WHAT YOU HAVE TO DO
Locate every row below that contains the word "outline" and copy each of those rows in full.

GIVEN ENTRIES

***

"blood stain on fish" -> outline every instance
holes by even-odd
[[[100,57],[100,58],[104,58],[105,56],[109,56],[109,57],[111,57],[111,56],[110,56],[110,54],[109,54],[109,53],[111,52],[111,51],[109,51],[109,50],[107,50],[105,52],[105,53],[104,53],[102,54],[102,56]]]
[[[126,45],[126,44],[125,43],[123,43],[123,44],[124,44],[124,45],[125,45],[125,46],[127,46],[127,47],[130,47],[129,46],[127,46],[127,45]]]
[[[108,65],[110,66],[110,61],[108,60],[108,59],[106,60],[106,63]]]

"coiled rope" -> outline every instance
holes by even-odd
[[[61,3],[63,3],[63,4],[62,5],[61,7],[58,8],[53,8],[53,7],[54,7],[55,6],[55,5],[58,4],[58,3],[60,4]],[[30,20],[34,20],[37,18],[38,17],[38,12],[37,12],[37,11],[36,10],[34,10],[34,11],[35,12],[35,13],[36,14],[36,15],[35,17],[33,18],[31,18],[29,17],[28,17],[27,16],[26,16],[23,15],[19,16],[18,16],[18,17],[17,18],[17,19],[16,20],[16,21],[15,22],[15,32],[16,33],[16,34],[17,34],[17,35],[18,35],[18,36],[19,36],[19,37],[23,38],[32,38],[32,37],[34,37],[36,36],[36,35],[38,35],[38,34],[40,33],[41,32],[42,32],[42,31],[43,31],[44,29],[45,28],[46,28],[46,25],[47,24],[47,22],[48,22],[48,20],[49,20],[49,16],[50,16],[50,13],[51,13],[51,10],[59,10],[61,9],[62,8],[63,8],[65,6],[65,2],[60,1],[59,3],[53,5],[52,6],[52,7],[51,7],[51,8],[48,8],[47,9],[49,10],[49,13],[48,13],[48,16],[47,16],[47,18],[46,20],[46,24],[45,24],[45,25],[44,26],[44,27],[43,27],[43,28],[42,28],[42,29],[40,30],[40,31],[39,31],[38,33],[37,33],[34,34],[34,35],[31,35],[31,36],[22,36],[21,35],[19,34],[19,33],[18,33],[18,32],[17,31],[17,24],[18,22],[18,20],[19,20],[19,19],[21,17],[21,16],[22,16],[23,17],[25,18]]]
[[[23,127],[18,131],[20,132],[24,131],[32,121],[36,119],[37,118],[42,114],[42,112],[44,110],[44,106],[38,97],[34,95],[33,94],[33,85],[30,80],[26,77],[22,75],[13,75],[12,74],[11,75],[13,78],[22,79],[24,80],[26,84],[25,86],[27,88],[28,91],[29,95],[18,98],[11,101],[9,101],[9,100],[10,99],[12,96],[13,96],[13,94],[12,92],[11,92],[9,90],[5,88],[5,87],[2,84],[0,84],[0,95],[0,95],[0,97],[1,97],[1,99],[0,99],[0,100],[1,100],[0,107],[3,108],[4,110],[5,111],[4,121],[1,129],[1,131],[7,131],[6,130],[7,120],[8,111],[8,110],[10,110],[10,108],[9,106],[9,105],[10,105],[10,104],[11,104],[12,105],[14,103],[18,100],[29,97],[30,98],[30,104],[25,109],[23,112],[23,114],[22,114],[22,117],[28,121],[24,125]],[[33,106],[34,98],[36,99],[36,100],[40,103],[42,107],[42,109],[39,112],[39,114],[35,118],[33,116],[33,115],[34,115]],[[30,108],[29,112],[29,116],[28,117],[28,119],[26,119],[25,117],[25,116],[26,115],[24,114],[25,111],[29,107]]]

***

REPLY
"blood stain on fish" -> outline every instance
"coiled rope" -> outline every instance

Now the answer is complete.